━━━ Passage provided ━━━

Politics & Policy

Scalia: Champion of the Rule of Law

Scalia in 2012 (Alex Wong/Getty)
He was a dedicated and eloquent foe of the notion of a ‘living Constitution.’

Over the last week, three major stories dominated the news: U.S. Supreme Court Justice Antonin Scalia passed away, the Supreme Court stayed the implementation of the Obama administration’s power-plant rule, and Donald Trump and Bernie Sanders won the New Hampshire primaries. There is a connection here: Each story speaks to what’s happening to the rule of law in America.

In the 1960s and 1970s, American courts and law schools, under the influence of Chief Justice Earl Warren and Justice William Brennan, were dominated by the view that judges had authority to interpret a “living constitution,” with a meaning that changed over time based on the judge’s values and policy preferences. As Justice Brennan put it in his 1985 speech at Georgetown University, in interpreting the Constitution, judges should account for “social progress” and define what “the words of the text mean in our time.”

━━━ Dataset rows ━━━

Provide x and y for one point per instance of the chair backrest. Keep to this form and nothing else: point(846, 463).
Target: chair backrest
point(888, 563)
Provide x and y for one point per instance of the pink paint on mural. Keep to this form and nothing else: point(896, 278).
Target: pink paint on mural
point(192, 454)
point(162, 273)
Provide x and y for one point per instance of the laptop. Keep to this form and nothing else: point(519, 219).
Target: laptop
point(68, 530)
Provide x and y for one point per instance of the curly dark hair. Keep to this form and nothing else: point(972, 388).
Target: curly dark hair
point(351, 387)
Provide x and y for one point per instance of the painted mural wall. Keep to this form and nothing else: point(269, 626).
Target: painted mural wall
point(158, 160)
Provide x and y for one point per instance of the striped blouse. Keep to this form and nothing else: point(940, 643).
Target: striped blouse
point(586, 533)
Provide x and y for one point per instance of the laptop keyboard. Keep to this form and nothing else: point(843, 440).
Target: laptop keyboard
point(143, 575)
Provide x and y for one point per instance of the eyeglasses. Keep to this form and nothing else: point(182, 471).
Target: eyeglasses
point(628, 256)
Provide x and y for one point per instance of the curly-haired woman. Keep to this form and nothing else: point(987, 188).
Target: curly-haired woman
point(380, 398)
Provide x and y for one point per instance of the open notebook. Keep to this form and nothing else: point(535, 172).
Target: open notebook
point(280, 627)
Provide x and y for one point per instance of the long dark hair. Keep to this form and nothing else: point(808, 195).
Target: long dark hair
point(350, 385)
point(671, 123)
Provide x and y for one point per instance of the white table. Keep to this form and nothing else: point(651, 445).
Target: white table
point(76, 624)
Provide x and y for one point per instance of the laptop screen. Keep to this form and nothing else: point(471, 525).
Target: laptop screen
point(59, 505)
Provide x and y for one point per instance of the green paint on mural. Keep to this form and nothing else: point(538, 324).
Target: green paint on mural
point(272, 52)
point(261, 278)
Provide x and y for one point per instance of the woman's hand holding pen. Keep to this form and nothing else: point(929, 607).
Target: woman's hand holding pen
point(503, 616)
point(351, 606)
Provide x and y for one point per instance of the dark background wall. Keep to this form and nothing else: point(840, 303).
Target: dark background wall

━━━

* [What the exercise asks] In the article on Scalia, where did Justice Brennan deliver his 1985 speech? The lines have no connection to the article on Scalia.

* [Written solution] At Georgetown University.